----- Fragmento seleccionado
Hace un siglo, la República de Weimar (1919–1933) se convirtió en el laboratorio trágico donde una democracia prometedora se derrumbó desde dentro. Alemania había salido de la Primera Guerra Mundial derrotada, humillada y exhausta. Sin embargo, su Constitución, una de las más avanzadas de su tiempo, ofrecía libertades amplias y un moderno catálogo de derechos. Pese a ello, en apenas catorce años, aquella república se hundió bajo los escombros del populismo, la polarización y la desconfianza institucional.
Hoy, México vive tensiones que evocan esa experiencia: un presidencialismo fuerte, un sistema judicial cuestionado, un Congreso subordinado y una sociedad partida por líneas ideológicas que no dialogan. Las instituciones democráticas existen, pero la fe en ellas se erosiona cada día.
El dilema del poder moderador
En Weimar, el mariscal Paul von Hindenburg fue elegido presidente como figura de unidad nacional, una especie de garante moral ante la crisis. Su papel debía ser el de árbitro, pero el uso sistemático del Artículo 48 que le permitía gobernar por decreto en “situaciones excepcionales”, terminó normalizando el autoritarismo legal.
Cuando la democracia se volvió incómoda, se gobernó al margen de ella. La historia registra que, finalmente, Hindenburg, cansado y presionado por sus propios asesores, nombró canciller a Adolf Hitler en 1933, creyendo que podría controlarlo.
El paralelismo con México no radica en los personajes, sino en el riesgo estructural. La presidenta Claudia Sheinbaum, respaldada por una mayoría parlamentaria y un discurso de legitimidad popular, concentra hoy un poder inédito en décadas. Su administración sostiene que busca “profundizar la democracia”, pero los contrapesos formales: el Poder Judicial, los órganos autónomos, la prensa crítica, se encuentran bajo presión constante.
En ambos casos, la tentación del poder absoluto se justifica en nombre de la eficacia.
----------
----- Datos de origen
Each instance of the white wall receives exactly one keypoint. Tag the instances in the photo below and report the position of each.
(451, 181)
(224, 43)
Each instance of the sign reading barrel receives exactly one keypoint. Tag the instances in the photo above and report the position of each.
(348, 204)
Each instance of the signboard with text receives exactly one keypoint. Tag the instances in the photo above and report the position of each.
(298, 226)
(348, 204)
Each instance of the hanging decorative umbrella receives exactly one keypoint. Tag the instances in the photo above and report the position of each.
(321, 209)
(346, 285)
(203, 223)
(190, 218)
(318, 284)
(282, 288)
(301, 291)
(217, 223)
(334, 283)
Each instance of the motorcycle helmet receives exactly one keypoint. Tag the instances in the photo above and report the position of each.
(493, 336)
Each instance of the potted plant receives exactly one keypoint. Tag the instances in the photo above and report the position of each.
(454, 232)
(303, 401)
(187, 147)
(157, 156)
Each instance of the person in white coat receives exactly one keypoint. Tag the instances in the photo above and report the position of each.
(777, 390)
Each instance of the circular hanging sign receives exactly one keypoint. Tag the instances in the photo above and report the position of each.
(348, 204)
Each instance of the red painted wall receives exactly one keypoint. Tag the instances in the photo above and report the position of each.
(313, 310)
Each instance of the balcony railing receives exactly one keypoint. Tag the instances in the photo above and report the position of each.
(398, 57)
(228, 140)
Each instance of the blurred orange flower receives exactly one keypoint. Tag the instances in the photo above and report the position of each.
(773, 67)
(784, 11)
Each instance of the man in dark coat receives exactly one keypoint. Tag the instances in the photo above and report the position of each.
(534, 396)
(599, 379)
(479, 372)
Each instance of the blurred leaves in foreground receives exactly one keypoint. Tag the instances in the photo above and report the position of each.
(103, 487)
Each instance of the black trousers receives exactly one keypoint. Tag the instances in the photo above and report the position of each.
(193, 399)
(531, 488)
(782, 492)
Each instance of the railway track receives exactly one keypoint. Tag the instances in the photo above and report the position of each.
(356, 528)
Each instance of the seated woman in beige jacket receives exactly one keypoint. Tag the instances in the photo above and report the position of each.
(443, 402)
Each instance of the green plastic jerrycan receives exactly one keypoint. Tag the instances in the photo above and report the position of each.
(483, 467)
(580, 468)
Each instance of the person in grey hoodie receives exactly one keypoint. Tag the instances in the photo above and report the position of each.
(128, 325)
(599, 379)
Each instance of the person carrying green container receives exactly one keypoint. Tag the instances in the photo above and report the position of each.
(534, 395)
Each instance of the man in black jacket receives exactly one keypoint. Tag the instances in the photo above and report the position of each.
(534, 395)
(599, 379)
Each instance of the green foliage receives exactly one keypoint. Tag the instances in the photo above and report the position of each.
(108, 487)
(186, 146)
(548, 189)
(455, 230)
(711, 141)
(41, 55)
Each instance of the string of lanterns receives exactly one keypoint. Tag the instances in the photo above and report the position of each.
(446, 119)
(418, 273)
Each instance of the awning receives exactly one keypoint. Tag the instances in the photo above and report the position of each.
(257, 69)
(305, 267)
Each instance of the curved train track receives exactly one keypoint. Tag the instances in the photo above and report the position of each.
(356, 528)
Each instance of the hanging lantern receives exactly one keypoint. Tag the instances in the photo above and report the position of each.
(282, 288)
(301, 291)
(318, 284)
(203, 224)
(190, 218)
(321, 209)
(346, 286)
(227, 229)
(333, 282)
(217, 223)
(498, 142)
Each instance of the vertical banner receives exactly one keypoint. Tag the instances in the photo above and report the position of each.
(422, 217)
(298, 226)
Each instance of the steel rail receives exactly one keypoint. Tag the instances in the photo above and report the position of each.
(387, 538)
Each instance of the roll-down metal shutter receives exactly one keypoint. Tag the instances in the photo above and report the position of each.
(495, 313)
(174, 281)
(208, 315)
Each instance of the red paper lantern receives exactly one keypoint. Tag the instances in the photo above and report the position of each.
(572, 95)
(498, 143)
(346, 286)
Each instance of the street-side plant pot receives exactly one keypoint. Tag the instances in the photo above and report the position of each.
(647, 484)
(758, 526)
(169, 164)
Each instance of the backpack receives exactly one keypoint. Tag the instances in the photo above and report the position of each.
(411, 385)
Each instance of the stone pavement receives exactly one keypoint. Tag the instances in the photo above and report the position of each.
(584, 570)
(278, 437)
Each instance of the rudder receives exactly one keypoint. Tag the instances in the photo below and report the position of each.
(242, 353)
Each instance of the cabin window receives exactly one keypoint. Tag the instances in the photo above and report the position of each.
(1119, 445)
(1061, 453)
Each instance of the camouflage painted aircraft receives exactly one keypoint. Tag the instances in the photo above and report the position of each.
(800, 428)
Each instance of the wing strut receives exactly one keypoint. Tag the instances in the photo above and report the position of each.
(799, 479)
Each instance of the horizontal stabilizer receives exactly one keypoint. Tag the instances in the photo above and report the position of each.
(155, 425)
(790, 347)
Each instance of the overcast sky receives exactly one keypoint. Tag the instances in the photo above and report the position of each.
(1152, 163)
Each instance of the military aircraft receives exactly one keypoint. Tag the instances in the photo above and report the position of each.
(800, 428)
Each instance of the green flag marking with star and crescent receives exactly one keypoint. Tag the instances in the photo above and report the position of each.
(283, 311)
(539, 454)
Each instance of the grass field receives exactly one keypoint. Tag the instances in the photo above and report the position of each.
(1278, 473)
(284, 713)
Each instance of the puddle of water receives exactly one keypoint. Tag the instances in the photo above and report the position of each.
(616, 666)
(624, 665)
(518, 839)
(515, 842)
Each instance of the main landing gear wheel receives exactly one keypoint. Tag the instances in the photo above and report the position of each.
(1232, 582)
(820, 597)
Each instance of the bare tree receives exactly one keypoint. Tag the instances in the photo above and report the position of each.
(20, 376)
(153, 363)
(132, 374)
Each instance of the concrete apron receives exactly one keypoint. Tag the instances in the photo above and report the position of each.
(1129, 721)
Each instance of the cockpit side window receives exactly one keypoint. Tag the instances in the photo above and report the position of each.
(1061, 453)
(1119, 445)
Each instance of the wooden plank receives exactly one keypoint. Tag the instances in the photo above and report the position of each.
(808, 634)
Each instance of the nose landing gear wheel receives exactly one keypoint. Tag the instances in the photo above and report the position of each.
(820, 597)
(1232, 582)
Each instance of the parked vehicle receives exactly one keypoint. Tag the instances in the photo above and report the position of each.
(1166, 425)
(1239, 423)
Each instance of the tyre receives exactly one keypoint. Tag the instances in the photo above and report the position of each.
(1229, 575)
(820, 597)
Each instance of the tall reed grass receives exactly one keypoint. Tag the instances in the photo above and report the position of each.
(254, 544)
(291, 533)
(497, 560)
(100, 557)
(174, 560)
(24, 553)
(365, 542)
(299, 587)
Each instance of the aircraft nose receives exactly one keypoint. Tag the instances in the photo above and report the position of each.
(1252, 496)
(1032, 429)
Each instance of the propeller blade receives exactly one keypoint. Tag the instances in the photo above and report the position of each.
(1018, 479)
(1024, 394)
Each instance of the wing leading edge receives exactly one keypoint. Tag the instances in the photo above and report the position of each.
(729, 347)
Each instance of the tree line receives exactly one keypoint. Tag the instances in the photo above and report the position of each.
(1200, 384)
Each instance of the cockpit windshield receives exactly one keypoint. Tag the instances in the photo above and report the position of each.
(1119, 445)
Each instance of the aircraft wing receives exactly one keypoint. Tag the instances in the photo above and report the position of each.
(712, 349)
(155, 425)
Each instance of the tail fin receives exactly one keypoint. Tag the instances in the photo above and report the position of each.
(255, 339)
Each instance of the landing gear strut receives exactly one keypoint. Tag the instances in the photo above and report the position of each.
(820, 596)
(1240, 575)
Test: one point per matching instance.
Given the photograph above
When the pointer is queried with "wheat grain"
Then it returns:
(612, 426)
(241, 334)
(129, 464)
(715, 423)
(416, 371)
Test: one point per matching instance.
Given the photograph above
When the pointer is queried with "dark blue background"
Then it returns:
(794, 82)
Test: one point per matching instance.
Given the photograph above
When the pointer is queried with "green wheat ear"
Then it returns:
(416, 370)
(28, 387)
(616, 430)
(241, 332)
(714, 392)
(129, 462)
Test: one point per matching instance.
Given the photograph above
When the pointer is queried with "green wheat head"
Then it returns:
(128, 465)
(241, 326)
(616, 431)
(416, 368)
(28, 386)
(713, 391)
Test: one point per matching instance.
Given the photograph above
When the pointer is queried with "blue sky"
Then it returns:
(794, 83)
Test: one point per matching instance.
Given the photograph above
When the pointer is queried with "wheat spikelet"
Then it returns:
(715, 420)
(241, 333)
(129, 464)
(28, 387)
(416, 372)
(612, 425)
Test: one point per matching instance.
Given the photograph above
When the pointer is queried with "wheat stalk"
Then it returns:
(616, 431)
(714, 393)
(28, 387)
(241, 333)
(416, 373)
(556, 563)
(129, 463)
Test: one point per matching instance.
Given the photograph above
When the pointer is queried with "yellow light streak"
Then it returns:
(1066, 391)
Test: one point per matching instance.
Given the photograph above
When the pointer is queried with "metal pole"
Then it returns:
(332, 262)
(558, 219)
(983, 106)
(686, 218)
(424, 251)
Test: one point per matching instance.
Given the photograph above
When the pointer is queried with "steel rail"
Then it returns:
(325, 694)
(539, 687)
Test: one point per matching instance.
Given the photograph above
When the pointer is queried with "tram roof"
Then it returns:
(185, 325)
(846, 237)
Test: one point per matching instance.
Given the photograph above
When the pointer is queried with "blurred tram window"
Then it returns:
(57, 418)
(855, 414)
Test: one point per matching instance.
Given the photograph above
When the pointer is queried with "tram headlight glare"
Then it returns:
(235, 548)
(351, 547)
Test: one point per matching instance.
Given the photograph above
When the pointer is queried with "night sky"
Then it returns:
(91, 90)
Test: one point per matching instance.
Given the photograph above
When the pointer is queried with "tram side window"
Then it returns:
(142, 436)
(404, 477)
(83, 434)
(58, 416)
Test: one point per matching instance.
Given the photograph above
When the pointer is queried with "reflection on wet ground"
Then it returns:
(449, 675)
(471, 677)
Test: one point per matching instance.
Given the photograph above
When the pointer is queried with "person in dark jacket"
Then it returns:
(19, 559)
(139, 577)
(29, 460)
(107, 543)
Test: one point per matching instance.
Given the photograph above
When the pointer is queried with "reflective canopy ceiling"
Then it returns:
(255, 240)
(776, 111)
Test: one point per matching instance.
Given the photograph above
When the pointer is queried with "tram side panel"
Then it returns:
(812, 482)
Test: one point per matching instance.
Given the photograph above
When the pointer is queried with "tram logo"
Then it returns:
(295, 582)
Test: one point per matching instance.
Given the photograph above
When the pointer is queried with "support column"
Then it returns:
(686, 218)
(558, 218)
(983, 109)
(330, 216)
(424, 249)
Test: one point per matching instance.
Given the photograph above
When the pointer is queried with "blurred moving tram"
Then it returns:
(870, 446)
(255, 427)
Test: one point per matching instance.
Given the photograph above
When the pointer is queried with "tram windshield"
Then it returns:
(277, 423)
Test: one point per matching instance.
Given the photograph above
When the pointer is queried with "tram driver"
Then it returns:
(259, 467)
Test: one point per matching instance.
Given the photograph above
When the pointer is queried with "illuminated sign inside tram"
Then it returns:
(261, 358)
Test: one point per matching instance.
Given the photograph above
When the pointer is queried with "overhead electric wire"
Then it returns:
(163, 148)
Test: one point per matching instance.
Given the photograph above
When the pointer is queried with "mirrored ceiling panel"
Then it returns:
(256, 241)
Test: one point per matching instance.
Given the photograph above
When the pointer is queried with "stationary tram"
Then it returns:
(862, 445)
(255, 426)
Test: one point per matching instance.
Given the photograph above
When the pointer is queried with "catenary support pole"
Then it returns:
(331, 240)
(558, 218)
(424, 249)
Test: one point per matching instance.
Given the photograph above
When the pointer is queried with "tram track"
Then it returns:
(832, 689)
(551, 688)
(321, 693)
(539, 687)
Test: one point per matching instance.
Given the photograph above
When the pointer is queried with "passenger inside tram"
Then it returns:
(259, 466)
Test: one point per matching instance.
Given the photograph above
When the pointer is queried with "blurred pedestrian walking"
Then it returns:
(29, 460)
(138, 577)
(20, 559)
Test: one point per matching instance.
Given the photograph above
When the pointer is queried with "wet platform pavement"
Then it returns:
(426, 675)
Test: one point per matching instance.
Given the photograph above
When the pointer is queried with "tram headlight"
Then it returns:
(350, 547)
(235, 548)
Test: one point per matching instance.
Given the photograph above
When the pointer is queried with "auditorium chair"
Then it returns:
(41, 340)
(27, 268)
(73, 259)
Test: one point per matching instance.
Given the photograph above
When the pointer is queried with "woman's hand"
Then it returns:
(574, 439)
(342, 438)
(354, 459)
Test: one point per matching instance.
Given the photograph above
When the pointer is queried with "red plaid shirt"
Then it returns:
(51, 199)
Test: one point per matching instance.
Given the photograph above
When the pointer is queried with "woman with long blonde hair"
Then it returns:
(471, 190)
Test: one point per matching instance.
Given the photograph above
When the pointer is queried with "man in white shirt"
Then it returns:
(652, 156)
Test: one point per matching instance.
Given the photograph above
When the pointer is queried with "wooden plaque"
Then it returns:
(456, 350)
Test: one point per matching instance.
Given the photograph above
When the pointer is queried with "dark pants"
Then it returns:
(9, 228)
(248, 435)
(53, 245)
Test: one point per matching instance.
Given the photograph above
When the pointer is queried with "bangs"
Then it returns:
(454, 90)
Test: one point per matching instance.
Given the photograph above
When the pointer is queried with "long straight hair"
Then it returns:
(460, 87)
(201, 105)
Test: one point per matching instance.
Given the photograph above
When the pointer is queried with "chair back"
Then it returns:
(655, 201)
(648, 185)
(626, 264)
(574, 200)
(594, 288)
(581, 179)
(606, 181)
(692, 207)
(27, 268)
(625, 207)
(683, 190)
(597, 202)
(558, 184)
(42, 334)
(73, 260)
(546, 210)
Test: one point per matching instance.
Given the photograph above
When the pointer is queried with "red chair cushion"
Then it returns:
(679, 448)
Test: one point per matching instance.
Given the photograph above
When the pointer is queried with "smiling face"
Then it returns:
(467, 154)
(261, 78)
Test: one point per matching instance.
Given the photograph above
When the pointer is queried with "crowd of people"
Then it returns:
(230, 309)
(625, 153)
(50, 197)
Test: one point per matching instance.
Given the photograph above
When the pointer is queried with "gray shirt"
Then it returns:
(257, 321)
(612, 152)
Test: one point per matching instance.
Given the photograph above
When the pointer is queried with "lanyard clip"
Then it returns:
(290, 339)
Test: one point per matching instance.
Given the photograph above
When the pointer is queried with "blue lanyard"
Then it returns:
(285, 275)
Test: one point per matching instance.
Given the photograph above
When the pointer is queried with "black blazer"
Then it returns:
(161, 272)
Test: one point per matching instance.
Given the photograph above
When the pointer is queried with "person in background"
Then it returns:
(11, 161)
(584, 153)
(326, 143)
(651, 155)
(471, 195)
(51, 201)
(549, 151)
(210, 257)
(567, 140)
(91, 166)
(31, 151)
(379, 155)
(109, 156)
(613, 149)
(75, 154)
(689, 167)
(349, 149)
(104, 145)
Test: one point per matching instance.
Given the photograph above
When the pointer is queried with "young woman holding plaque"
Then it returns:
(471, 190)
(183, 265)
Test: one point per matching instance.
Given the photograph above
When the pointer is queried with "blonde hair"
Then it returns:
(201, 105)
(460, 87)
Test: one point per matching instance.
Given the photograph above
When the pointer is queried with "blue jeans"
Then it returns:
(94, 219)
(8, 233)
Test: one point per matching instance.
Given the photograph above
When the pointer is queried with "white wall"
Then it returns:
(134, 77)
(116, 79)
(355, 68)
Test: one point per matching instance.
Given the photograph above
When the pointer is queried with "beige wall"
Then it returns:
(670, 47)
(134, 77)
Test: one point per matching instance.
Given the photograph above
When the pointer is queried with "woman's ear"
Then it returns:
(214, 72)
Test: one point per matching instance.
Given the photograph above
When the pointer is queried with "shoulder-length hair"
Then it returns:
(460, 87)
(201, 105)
----------
== Consigna ==
Enumere las tensiones que, según el texto sobre la República de Weimar y México, vive hoy México y que evocan la experiencia de Weimar.

== Ejercicio resuelto ==
- Un presidencialismo fuerte
- Un sistema judicial cuestionado
- Un Congreso subordinado
- Una sociedad partida por líneas ideológicas que no dialogan